Deskripsi Latihan » Lanjutkan teks tentang prinsip-prinsip hidup pribadi mulai dari kalimat terakhir yang ditampilkan.

Teks yang Ditampilkan »
▬▬▬▬▬▬▬▬▬▬

Namun, ketika saya merasa dunia orang dewasa yang saya pandang seperti dunianya anak kecil di rasa mengganggu, saya berpikir layaknya orang dewasa. Yang secara terus-menerus memikirkan masalah tersebut, sampai menemukan titik akhir dari sebuah masalah tersebut; solusi. Tak perduli seberapa berat saya berpikir, sebisa mungkin setelah menemukan solusi tersebut, saya kembali melihat dunia melalui sudut pandang seorang anak kecil.                      


Prinsip 6: Sulit bersikap hangat terhadap orang dingin.

Bahasa kasarnya, sih, “Saya tidak bisa peduli ataupun perhatian dengan seseorang yang bersikap acuh dan cuek terhadap saya.” Seberapa sering saya mencoba bersikap hangat kepada mereka yang dingin, hasilnya malah saya ikut-ikutan untuk bersikap dingin pula. Fail.

Begitu pun jika ada seseorang marah terhadap saya, entah itu alasannya jelas atau tidak, ketika mereka tak ingin untuk setidaknya berdamai melalui percakapan kecil,  saya tak akan mau untuk memulai menyapa atau berbicara terhadapnya. “Untuk apa berbicara yang sedang berada dalam emosinya? Nantinya, kita yang akan terjebak dalam emosinya juga.”



Prinsip 7: Tak mudah memulai, ketika berakhir sukar untuk menyudahi.

            Saya tipe-tipe orang yang sulit memulai maupun mengakhiri. Namun, ketika ada yang memulai dan saya merasa nyaman, namun harus berakhir di tengah perjalanan, sukar untuk saya untuk menyudahi. Bukan saya tak ingin, namun dalam proses menyudahi yang berakhir, memerlukan waktu yang panjang. Dan berdamai pada diri sendiri diperlukan, walau tak mudah.



Prinsip 8: Saya keras kepala, namun dapat luluh.

            Masuk telinga kanan, keluar telinga kiri. Ya beginilah saya, ketika saya merasa bahwa saya berada pada pilihan yang tepat atau pilihan saya benar. Namun, ketika pilihan yang saya ambil adalah salah, bahkan sampai saya mencari alasannya mengapa sampai sedetil mungkin, saya akan merubah pilihan saya dan mencoba mendengarkan masukan orang lain.

▬▬▬▬▬▬▬▬▬▬

Serangkaian item »
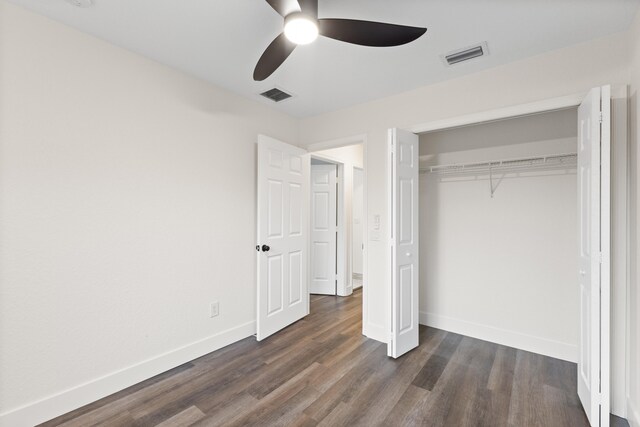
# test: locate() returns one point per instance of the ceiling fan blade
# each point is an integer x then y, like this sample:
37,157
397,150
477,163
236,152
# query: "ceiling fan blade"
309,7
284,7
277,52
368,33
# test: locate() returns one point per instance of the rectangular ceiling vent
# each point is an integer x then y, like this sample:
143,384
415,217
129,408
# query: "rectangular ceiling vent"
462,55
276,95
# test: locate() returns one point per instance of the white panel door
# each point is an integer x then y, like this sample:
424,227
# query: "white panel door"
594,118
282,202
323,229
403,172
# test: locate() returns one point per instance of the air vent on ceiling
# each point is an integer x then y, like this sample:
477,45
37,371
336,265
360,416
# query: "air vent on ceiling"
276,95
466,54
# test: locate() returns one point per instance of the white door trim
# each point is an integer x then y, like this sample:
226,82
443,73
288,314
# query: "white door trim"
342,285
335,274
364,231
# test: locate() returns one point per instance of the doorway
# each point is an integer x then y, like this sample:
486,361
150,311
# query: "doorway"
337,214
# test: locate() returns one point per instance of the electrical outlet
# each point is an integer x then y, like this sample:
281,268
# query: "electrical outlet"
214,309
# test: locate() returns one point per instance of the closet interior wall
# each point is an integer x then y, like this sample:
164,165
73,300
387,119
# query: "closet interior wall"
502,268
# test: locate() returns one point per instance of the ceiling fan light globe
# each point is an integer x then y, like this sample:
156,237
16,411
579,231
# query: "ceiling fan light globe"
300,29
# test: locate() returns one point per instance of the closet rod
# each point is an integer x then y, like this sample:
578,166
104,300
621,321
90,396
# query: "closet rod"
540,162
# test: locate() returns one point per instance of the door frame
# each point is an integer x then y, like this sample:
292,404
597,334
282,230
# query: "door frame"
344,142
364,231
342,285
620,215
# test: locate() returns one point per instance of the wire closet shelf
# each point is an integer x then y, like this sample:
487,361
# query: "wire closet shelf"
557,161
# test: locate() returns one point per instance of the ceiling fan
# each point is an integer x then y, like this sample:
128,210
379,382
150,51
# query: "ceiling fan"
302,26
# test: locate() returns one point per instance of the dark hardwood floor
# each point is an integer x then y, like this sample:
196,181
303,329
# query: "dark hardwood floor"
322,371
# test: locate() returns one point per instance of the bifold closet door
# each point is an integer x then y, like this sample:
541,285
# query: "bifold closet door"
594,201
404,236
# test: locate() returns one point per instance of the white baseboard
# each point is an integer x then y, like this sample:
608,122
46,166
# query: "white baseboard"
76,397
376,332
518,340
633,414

▬▬▬▬▬▬▬▬▬▬

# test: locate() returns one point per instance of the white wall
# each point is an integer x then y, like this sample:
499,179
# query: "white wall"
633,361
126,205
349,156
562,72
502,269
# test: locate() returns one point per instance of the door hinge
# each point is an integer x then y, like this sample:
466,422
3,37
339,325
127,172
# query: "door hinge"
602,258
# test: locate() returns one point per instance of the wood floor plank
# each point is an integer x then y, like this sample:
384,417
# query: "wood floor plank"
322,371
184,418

▬▬▬▬▬▬▬▬▬▬

Jawaban »
Prinsip 9: Lebih bahagia melihat orang lain berbahagia, dibanding diri sendiri.

        Kalau untuk masalah ini, saya tak mau egois sendiri. Bahwasanya jikalau saya tak bahagia pun, selama orang-orang terdekat saya merasa bahagia jika saya berada pada pilihan mereka, akan saya lakukan. Walaupun terkadang harus berusa menerima dan belajar ikhlas di sepanjang perjalanannya.



Prinsip 10: Tidak suka dibilang cantik.

            “Semua cewek cantik, lah. Namanya juga perempuan. Kalau ganteng berarti ya cowok.” Kata-kata yang sudah terdengar tak asing di telinga ini, jujur saya kurang menyetujuinya. Buktinya, saya tidak suka untuk dibilang cantik, karena memang saya tidak cantik.

            Namun, saya lebih suka dibilang manis (walaupun tidak manis). Karena ada sebuah kutipan yang mengatakan, “Cewek cantik itu kalau dilihat lama-lama akan membosankan. Sedangkan kalau cewek manis gak bikin bosan.”  




              Intinya, sih, saya biasa aja.


            Sebenarnya, masih banyak sekali seluk-beluk yang ada pada diri saya sendiri yang masih belum terkuak dan saya mengerti. Saya masih perlu dan butuh lagi untuk menyelami pribadi saya sendiri secara mendalam. Masih ada banyak hal yang harus di cari, salah satunya jati diri saya. Namun, saya sedikit menemukan identitas saya pada keanehan yang saya miliki.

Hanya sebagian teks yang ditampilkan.